WHAT IS NEEDED - One part of the entries below is wanted: the lines from the one containing "Every instance of the car roof" through the one containing "Every instance of the black". Write those out exactly and nothing else.

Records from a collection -
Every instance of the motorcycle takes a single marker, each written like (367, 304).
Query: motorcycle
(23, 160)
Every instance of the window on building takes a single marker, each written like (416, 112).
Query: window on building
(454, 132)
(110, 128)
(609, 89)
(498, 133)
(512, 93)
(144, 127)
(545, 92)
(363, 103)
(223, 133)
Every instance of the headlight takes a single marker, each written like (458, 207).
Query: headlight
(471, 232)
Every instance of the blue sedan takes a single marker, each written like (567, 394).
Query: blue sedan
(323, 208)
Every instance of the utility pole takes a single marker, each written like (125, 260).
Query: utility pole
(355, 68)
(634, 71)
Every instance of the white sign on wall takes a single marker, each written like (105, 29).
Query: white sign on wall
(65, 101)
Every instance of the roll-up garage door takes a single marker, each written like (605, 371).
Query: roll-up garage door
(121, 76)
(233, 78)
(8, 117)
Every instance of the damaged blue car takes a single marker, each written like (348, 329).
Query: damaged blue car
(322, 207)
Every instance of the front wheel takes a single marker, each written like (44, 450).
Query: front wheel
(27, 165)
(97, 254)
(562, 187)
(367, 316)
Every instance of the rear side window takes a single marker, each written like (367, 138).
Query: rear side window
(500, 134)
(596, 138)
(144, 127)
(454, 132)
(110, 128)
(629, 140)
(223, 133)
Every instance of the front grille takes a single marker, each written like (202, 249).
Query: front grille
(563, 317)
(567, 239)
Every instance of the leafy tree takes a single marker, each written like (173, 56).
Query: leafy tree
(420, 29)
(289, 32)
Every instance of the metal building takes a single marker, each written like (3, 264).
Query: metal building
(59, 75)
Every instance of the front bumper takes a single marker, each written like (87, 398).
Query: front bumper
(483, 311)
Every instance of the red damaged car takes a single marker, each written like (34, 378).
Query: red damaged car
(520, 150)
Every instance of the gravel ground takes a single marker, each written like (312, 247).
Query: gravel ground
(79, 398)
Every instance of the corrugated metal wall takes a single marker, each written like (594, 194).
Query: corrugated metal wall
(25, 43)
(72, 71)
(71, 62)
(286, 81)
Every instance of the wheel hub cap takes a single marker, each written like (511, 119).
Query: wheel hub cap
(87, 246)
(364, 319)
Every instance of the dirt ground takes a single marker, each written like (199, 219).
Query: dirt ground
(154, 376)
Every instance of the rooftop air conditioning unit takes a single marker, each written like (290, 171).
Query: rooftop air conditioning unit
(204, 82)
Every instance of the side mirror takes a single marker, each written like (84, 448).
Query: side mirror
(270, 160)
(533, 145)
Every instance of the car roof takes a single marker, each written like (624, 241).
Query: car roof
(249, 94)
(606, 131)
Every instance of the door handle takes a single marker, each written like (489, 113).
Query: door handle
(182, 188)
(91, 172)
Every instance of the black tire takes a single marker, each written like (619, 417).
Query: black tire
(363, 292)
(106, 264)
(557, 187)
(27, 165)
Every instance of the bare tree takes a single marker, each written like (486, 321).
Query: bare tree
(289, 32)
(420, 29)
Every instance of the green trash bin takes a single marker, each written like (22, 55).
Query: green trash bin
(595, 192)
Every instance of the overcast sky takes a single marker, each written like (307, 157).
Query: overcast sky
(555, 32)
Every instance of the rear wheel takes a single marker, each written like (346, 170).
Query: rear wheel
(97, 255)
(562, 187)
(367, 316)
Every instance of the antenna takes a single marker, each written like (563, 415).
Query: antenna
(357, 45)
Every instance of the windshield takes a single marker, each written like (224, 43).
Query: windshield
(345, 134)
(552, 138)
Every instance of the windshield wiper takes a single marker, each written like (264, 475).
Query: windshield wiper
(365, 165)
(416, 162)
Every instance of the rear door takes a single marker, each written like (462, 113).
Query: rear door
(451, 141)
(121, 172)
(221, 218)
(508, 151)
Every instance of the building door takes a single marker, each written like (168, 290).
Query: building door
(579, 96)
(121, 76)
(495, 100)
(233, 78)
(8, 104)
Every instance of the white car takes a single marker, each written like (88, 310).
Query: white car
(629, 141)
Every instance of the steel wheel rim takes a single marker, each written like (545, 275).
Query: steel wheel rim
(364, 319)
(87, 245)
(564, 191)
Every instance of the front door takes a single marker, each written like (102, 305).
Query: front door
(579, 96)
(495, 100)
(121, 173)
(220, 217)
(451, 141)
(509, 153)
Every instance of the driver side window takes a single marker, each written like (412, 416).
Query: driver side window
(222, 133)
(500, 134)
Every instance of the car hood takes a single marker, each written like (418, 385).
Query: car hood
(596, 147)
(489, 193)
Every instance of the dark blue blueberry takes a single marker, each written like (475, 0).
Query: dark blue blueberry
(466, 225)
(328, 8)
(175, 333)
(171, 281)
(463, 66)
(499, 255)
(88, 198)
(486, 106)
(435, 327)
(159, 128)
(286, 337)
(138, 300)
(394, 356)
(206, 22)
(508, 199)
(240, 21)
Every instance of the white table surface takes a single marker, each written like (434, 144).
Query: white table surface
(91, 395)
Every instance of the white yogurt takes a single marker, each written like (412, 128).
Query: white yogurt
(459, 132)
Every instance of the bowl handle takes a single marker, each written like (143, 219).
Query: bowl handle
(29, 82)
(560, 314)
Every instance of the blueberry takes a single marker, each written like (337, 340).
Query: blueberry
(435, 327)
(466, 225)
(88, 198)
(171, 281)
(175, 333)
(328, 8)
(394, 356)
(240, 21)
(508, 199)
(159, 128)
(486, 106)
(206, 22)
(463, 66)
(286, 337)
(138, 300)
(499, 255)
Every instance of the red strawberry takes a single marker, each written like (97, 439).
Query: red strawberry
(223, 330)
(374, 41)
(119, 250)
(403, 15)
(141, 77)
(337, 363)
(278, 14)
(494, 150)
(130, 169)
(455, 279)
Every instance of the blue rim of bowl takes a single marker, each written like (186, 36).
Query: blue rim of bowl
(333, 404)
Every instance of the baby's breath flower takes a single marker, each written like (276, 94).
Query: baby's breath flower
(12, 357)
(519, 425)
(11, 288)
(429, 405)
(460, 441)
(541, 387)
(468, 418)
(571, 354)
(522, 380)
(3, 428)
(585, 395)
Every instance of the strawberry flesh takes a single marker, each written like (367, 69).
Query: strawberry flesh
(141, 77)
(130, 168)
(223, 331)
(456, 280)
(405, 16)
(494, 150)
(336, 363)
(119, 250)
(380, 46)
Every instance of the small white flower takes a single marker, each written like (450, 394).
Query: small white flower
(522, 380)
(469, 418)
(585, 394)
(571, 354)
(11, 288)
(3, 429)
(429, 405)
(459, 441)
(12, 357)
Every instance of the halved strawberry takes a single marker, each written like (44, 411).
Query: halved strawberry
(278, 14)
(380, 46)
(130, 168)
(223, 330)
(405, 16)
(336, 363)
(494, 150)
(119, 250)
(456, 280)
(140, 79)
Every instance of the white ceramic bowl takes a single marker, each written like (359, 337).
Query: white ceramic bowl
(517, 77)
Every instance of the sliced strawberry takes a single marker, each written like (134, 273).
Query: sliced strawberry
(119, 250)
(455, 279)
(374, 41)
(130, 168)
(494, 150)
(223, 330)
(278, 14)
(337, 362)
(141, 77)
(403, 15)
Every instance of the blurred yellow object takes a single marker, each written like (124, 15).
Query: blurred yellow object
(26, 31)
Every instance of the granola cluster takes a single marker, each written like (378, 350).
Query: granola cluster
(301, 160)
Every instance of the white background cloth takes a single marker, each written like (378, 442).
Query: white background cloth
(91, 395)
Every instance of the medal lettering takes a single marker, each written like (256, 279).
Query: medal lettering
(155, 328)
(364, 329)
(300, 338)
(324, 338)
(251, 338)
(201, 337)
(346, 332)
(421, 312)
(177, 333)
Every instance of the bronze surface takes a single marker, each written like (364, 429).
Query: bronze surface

YOUR RESPONSE -
Every instance of the car roof takes a single marker, each written like (624, 241).
Query: car roof
(249, 94)
(606, 131)
Every instance of the door handle takes a single marker, each written like (489, 113).
Query: door handle
(182, 188)
(91, 172)
Every instance of the black tire takes a single marker, each written like (619, 417).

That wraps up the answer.